> **Rows of box annotation data**:
- - - - - - -
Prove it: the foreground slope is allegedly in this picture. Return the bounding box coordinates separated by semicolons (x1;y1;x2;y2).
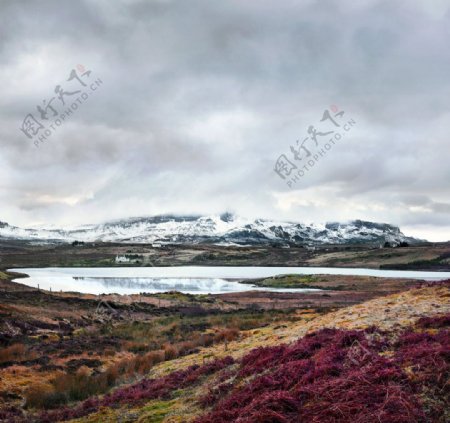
12;281;450;423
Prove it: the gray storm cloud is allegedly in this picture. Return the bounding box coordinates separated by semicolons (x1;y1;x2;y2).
0;0;450;240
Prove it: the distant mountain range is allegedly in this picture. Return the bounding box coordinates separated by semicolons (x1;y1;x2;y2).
0;213;423;246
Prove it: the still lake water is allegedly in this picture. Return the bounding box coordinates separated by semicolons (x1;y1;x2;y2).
10;266;450;294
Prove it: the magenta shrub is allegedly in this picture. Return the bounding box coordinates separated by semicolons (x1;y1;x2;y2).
196;316;450;423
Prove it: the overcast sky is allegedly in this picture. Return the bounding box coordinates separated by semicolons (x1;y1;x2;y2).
0;0;450;240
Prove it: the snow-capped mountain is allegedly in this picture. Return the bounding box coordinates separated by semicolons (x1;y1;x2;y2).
0;213;421;246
- - - - - - -
> **PROBLEM REQUIREMENTS**:
Convert the lines from the start of the records through the line containing "10;266;450;294", inclusive, into a Markdown table with the columns Row and Line, skipping blank lines. Leave the pictures out of the answer.

> **PROBLEM SOLUTION**:
| Row | Line |
|---|---|
| 1 | Prove it: the foreground slope is allegedly in this picture. Return the bounding box coordinates separated by semicolons (x1;y1;x2;y2). |
| 2 | 12;281;450;423 |
| 3 | Prove it: the gray storm cloud is allegedly in this picture. Return the bounding box coordinates separated by semicolons (x1;y1;x2;y2). |
| 4 | 0;0;450;240 |
| 5 | Prove it: the distant mountain range is allegedly in this picture. Return the bounding box coordinates separated by semicolons (x1;y1;x2;y2). |
| 6 | 0;213;423;246 |
| 7 | Prove it: the still lake water is allegedly in this picture. Return the bounding box coordinates separated by semicolons (x1;y1;x2;y2). |
| 8 | 10;266;450;294 |